>> Start

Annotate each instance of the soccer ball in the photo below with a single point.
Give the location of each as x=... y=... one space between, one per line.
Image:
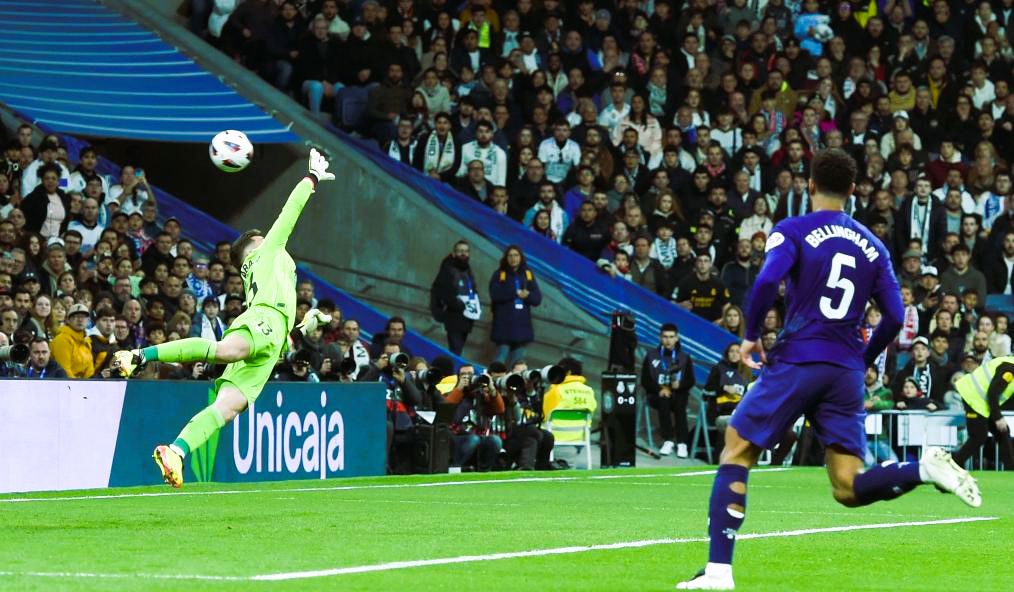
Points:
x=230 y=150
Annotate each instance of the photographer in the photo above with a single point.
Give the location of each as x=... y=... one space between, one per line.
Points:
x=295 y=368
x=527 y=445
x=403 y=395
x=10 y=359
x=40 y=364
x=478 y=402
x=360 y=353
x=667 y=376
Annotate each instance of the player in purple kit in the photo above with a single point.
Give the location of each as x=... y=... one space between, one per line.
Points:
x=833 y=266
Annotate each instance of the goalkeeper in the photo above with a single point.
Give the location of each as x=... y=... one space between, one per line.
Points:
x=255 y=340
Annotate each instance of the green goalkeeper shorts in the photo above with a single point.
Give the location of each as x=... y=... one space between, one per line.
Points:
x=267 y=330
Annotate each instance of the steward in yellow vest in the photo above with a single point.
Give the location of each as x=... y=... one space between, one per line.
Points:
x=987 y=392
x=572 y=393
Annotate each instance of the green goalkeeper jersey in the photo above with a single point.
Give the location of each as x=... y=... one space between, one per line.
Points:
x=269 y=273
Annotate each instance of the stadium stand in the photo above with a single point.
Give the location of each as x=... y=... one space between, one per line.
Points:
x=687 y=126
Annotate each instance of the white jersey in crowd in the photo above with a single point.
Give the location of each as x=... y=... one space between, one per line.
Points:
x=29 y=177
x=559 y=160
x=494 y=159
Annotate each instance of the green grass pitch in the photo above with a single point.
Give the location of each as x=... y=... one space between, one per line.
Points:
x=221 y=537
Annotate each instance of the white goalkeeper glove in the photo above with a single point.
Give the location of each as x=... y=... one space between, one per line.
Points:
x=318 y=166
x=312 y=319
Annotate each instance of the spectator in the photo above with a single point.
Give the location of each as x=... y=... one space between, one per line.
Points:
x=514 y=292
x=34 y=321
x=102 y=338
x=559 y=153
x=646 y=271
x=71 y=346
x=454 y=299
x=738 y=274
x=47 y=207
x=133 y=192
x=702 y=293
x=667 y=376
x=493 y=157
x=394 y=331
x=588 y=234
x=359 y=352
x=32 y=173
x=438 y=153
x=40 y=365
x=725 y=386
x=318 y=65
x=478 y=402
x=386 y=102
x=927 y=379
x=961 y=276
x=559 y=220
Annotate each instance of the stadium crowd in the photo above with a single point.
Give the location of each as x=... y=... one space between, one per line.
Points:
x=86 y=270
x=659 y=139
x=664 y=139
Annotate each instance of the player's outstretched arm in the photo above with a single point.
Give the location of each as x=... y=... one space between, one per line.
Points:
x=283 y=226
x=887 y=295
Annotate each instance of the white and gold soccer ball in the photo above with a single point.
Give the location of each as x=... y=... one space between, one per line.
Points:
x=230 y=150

>> End

Write out the records from the line containing "Annotate each instance of the steward" up to and including the line containing "x=572 y=393". Keep every line, adding 93 to each coordinate value in the answers and leaving all other text unchanged.

Annotate each instance of the steward in yellow vest in the photo above with a single point.
Give the location of each as x=... y=... one space between, one per line.
Points:
x=1080 y=485
x=665 y=486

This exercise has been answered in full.